**Explore the material**
1. In the essay about Peter Gorman, what is the title of Gorman's book?
2. Write what comes next in the essay about Peter Gorman, picking up right after its final sentence.

**Selected text**
- - - - - - -
Consumed

BY LANCE RICHARDSON

Otto Muehl, Material Action no. 26, Nahrungsmitteltest (Food test), 1966. PHOTO/© Karlheinz and Renate Hein

Toward the end of a long fall in New York, I received a note from a friend that mentioned Peter Gorman as my “kind of guy.” I had never heard of Gorman, and an initial Internet search turned up a man who, on the surface of things, seemed an improbable connection. Here was a person who was middle-aged with three kids and a small ranch in Texas; I was younger, single, living in a third-floor walk-up in Harlem. In a headshot, Gorman was holding a cigarette, smiling with his eyes closed, bearded, unkempt, even dubious-looking. But it was not the family or figure of Gorman that had sparked my friend’s interest so much as his particular line of work—“writer, explorer, naturalist”—and a curious thing that had happened to him in the Amazon.

In my years as a travel writer, I have come to empathize with anyone bold enough to step off the map in search of unusual frontiers. The “nature” Gorman explored, being both real and cerebral, fit this bill: there was the physical region around the Peruvian city of Iquitos, so deep in the jungle it can only be reached by air or river boat; and there was the mental terrain of lucid dreams, so deep in the unconscious it can only be accessed by ayahuasca, “vine of the little death,” an infamous narcotic that induces brilliant hallucinations. Gorman wandered both frontiers using local curanderos—shamans in contact with the spirit world—in much the same way that Dante Alighieri used Virgil as his guide through the underworld. Nevertheless, Gorman also struck me as the sort of figure skeptics shrug off as a charlatan, peddling alucino (jungle medicine) to hapless travelers in search of instant enlightenment. Studying his book, Ayahuasca in My Blood: 25 Years of Medicine Dreaming, I came across scenes that shoved credulity into tight corners: a Matses Indian burns Gorman’s arm with an ember, wipes away the skin, and smears toad excretion across the wound; Gorman collapses.
- - - - - - -
[Stored records]
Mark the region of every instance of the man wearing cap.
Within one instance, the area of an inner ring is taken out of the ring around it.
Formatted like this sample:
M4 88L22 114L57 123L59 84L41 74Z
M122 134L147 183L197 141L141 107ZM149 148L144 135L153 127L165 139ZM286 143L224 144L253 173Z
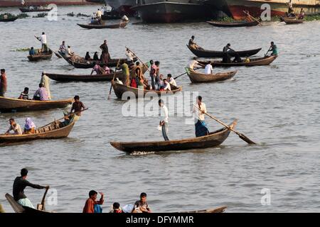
- - - - - - -
**Answers to this exercise**
1. Ayahuasca in My Blood: 25 Years of Medicine Dreaming

2.
Then unexpectedly, I found myself growling and moving around on all fours. I felt as though animals were passing through me, trying to express themselves through my body. It was a fantastic feeling, but a fleeting one. When it passed, I could think of nothing but the rushing of my blood, a sensation so intense that I thought my heart would burst.

Reading further, I discovered that plants like ayahuasca “broaden the bands of our senses so that we see, hear, feel, touch, taste and sense things we can’t under ordinary circumstances.” Starting from the Amazon forest with a curandero spirit guide, Gorman had taken hallucinogens to defamiliarize the world, creating a dazzling newness that he parsed for meaning through visions that were sometimes beautiful and just as often terrifying. Put another way, Gorman was traveling deep into his own unconscious, plumbing its mysteries in search of some ultimate truth.